[DIRECTIONS FOR THIS TASK]: Translate this sentence from the Marilyn Monroe excerpt below into Spanish: "Three months after her tribute to the president, she would indeed be the late Marilyn Monroe."

--- EXTRACT Enclosed Below ---

Lawford's use of the word “late” was meant to be a ribbing of Monroe's notorious and exasperating tardiness in her personal and professional life. In retrospect, it haunts like the grim reaper. Three months after her tribute to the president, she would indeed be the late Marilyn Monroe. “Our angel, the sweet angel of sex,” as Norman Mailer famously referred to her, would be dead at the age of 36.

M
ARILYN
M
ONROE IS AND ALWAYS
has been everywhere. Instantly recognizable, ever tantalizing. Just weeks after she was interred in a crypt at the Westwood Village Memorial Park Cemetery in Los Angeles, Andy Warhol debuted his famous silk screen diptych of Monroe's face—50 images, half in color, half in black-and-white. Performers from Madonna to Scarlett Johansson have transformed themselves into Marilyn Monroe look-alikes, with her seductive smile and platinum hair. In 2015, the cosmetic company Max Factor announced a new ad campaign featuring the actress as their “global glamour ambassador.” No matter that she's long gone—her allure is eternal.

--- End of Enclosed EXTRACT ---
--- GIVEN DATA Enclosed Below ---

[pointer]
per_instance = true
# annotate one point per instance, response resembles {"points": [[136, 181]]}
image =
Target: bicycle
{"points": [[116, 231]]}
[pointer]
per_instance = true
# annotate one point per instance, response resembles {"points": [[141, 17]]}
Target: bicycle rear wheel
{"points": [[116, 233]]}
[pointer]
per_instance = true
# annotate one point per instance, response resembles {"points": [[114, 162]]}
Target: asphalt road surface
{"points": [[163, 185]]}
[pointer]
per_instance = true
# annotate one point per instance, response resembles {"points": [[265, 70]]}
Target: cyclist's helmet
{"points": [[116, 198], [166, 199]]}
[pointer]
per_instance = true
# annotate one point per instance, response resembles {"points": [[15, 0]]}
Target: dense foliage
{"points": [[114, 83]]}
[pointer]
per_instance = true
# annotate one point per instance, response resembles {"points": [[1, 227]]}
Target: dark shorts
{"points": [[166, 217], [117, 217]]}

--- End of Enclosed GIVEN DATA ---
--- GIVEN DATA Enclosed Below ---

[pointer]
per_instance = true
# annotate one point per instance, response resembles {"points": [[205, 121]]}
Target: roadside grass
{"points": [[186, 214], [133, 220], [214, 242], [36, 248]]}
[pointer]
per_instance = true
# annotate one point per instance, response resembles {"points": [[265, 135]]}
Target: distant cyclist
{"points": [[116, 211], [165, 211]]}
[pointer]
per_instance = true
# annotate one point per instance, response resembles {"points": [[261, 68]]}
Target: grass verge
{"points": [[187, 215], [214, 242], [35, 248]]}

--- End of Enclosed GIVEN DATA ---

[EXERCISE SOLUTION]: Tres meses después de su homenaje al presidente, ella sería, en efecto, la difunta Marilyn Monroe.